OBJECTIVES =>
**a)** In the article on virtual field trips, what do creative early childhood educators turn to when funding or opportunities for field trips decline?
**b)** Translate this sentence from the article on virtual field trips into Spanish: "Children’s prior experiences and imaginations can fill in the smells and tastes and sometimes sounds that are missing from video."
**c)** List everything the article on virtual field trips says we will still be missing when learning about places and animals from live camera feeds.

EXCERPTED PASSAGE =>
--------------------------------

The Early Years
Science and Children—September/October 2020 (Volume 58, Issue 1)
By Peggy Ashbrook
When funding or opportunities for field trips decline, creative early childhood educators turn to walking field trips to enhance their students’ experience with the world outside the classroom. If walking to a nearby area is out of reach, taking virtual field trips through video calls and live camera feeds becomes an option.
A virtual field trip may happen through video calls to classrooms in other schools or countries to see their room and projects. Video calls with family members can share the sounds and sights of their garden, cooking project, music making, or their work in construction or science. We can learn about places and animals from live camera feeds (see NSTA Connection), but we will still be missing the feel of the wind, humidity, and sunlight, and smells and the directionality of sounds. Virtually revisiting the places and spaces the children have previously visited first-hand prompts children to recall their prior experience and describe their sensory memories.
Children’s prior experiences and imaginations can fill in the smells and tastes and sometimes sounds that are missing from video. When taking a “field trip,” ask children to describe what they think they might smell and feel if they were there in person. Without prior experience, children’s ideas may be unlikely but still reveal their understanding of sensations missing from virtual experiences.

--------------------------------

INFORMATION PROVIDED =>
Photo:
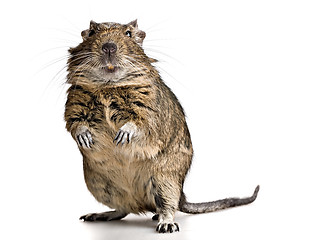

--------------------------------

EXERCISE SOLUTIONS =>
**a)** Walking field trips.

**b)** Las experiencias previas y la imaginación de los niños pueden completar los olores y los sabores y, a veces, los sonidos que faltan en el video.

**c)**
- The feel of the wind
- The feel of humidity
- The feel of sunlight
- Smells
- The directionality of sounds